**SOURCE:**

--*--

GIGGLY GERTIES
BATS Theatre, The Propeller Stage, 1 Kent Tce, Wellington
16/05/2018 - 19/05/2018
NZ International Comedy Festival 2018
Production Details
Sketches that will make you laugh until it hurties.
“Parker and Sainsbury are so in sync they make it all work… Giggly Gerties is great fun which adds some interesting shades to the usual Parker-Sainsbury palette.” Tim George – Theatrescenes
Parker and Sainsbury are putting the anal in banal this NZ International Comedy Festival.
Chris Parker (the tall one) and Tom Sainsbury (the Paula Bennett one) take you on a journey through the underbelly of New Zealand. Kiwis of all shapes’n’sizes will be gleefully lampooned in a tornado of sketches.
Building on their hit theatre shows Camping and DOCing and their web series Bachelor Pad and Stake Out, Parker and Sainsbury are relentless in their endeavour to bring you a gay old time.
This show is part of the 2018 NZ International Comedy Festival with Best Foods Mayo from 26 April – 20 May. Scroll down to discover other great Comedy Fest performances at BATS recommended for you.
BATS Theatre: The Propeller Stage
16 – 19 May at 9:30pm
Full Price $25 | Cheap Wednesday $20
Concession Price $18 | Group 6+ $17
BOOK TICKETS
Accessibility
The Propeller Stage is fully wheelchair accessible; please contact the BATS Box Office by 4.30pm on the show day if you have accessibility requirements so that the appropriate arrangements can be made. Read more about accessibility at BATS.
Theatre , Comedy ,
1 hr
A richly layered sci-fi-meets-soap-opera epic
Review by John Smythe 17th May 2018
This show is brilliant! Book now (only a dozen Saturday seats left at the time of publishing) then read on at your leisure.
The title, Giggly Gerties, was either plucked out of nowhere when they had to submit to the Comedy Festival or it’s a sneaky strategy to subvert our expectations. Either way – spoiler alert? – the sketch show it’s billed as turns out to add up to an epic saga rooted in prehistoric times.
Given some of the pleasure in seeing this comes from the slow reveals of more substance than initially meets the eye, a smidgin of spoiler is inevitable in what follows. But there will always be much more to behold when you’re in the audience. If you’re going, I suggest you read the rest of this afterwards.

--*--

**DATA RECORDS:**
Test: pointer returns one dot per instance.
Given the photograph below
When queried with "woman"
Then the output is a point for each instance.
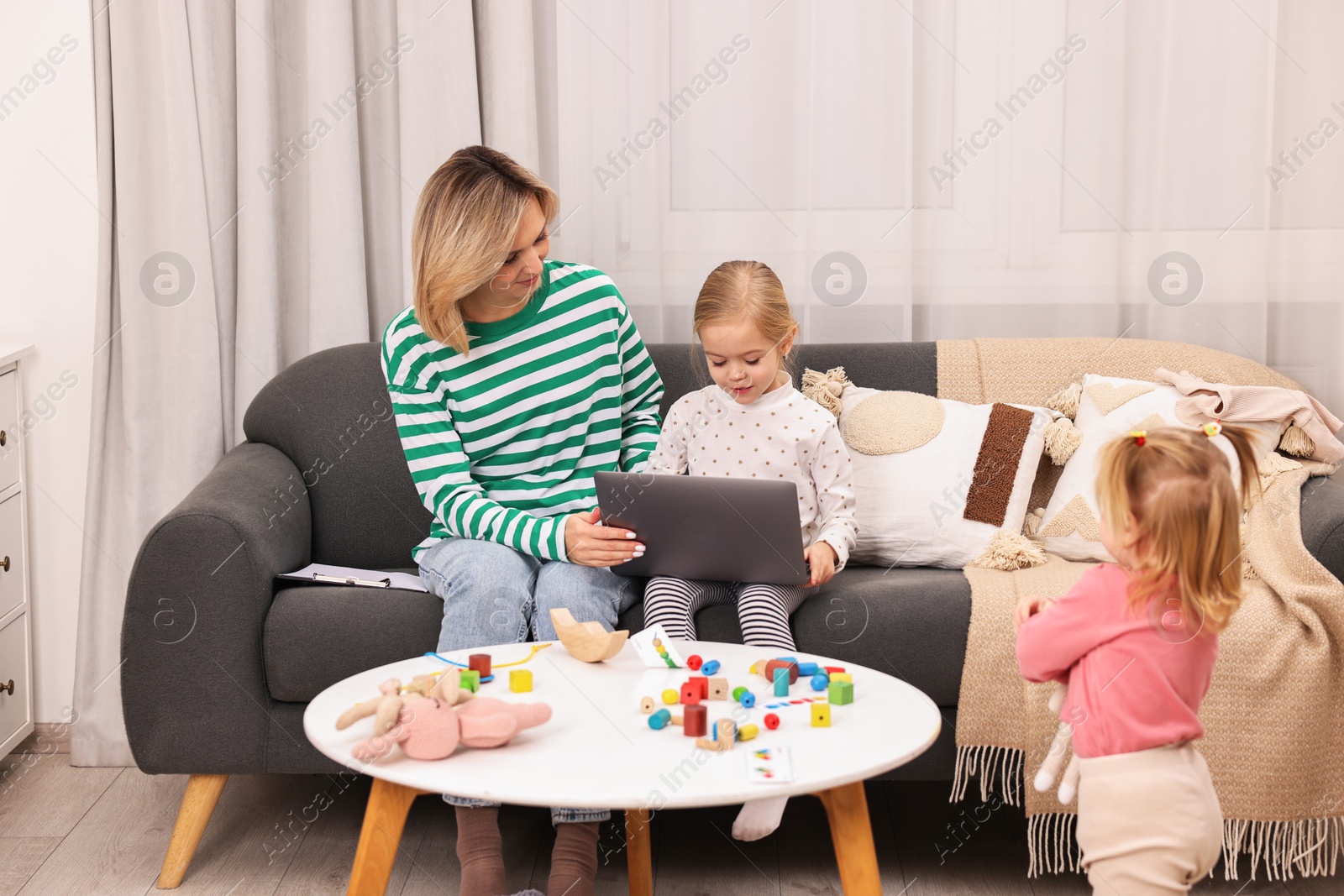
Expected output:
(514, 379)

--*--

**TASK LIST:**
1. Please return every line of the pointer test row above word for word, leaving out the picture.
2. Resume the Giggly Gerties page from its last sentence.

**ANSWERS TO THE PROBLEMS:**
1.
Test: pointer returns one dot per instance.
Given the photograph below
When queried with "woman"
Then the output is a point for each instance.
Expected output:
(514, 379)

2.
Dressed in bright red unitards, Tom Sainsbury and Chris Parker launch straight into a Master (Parker) / Robot (Sainsbury) sketch with fully-committed characterisations. Amid the humour arising from such things as Stephanie, the robot, trying to pronounce her own name, it emerges that feelings run deep for her creator and the key question is posed: “What is love?” There is a poignant passion in the attempt to articulate an answer.
A quick wig change takes us back to the Stone Age. This seemingly discrete sketch brings the ethos of modern art gallery openings to the ancient caves and ramps up the UST* – this time between two hunting-averse cavemen. Again, hilarity and poignancy blend beautifully.
Back to more modern times, we are witness to two mums trying to chat about books over a much-needed chardonnay while compulsively lapsing into sharing the problems they’re having with their teenage children. The juxtaposition of mother voice / friend voice (Parker) and comic timing on her emotional rollercoaster (Sainsbury) are simply exquisite.
A superbly clumsy crowd-funding appeal to help them get to an AI conference in Seoul, delivered by technology designers Damian (Sainsbury) and Devon (Parker), disintegrates when major differences surface in the way they relate to their robots. Even as questions of sanity arise, we cannot help but check our own value systems.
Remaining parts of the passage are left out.